Input material:
◇ ◇ ◇ ◇ ◇ ◇ ◇
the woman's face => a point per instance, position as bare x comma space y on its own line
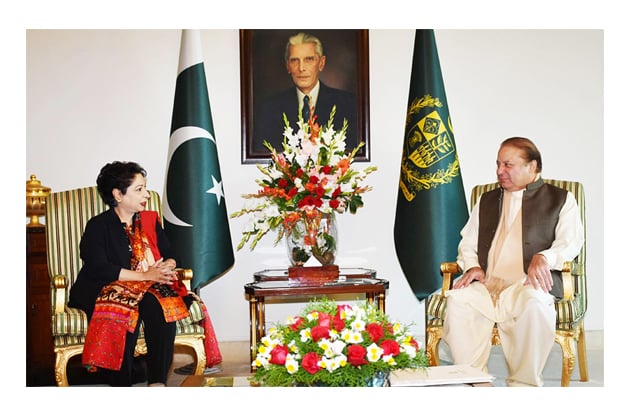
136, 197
◇ ◇ ◇ ◇ ◇ ◇ ◇
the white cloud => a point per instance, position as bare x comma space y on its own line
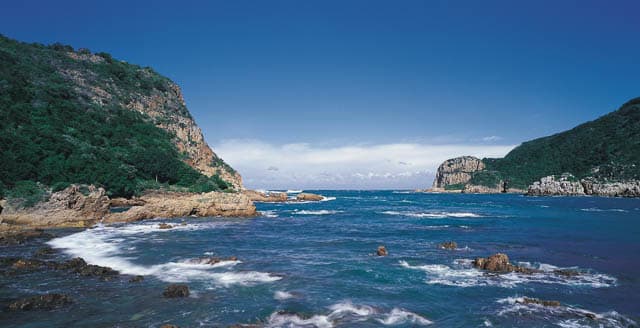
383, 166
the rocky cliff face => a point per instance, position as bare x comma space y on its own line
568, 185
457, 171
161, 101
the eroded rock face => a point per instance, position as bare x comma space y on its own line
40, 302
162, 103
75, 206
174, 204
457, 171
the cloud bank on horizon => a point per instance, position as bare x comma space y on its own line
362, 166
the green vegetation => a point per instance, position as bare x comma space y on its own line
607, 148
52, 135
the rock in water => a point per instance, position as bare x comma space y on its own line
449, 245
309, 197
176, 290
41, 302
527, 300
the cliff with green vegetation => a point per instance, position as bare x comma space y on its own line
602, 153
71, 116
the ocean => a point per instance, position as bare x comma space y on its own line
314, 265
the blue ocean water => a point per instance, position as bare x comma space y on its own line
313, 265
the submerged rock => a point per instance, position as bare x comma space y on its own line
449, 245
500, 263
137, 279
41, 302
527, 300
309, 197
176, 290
◇ ◇ ◇ ◇ ◇ ◇ ◇
Instructions for the task: Gather every line above that contains the word "cliff". Case counts, so match uppercase and lowercase letters as given.

Output for this exercise:
the rocky cliff face => a point per instance, position as bare x comma space y on its own line
the cliff with green vegetation => a point per instance, position as bare x comma space y on its own line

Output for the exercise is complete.